**WHAT YOU SHOULD DO**
Can you rewrite the items below, changing every "blinds" to "curtains" and keeping everything else the same, with the pictures left out?

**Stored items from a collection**

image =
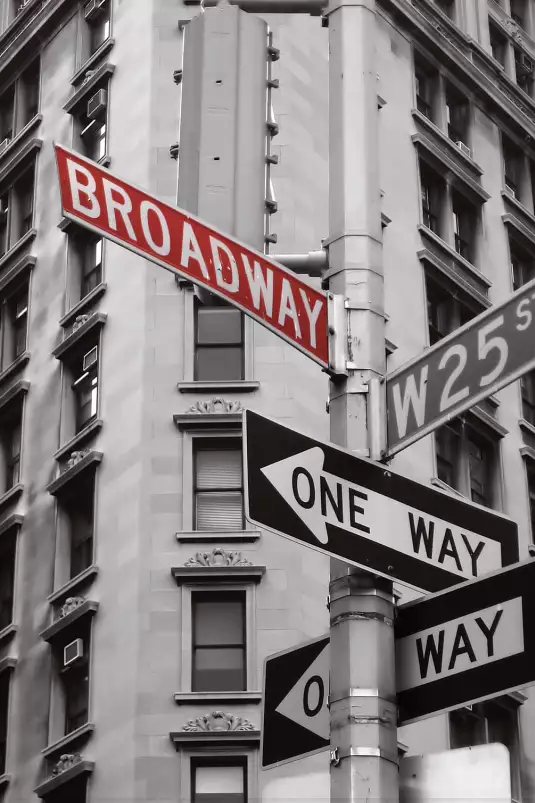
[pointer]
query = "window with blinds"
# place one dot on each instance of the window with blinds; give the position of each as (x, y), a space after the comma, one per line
(218, 490)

**EXPECTED OUTPUT**
image =
[pointer]
query = "window with curtains"
# place one dot on each instance of the window with curtains; give the position of each as (x, y), a space after the comma, one per line
(218, 490)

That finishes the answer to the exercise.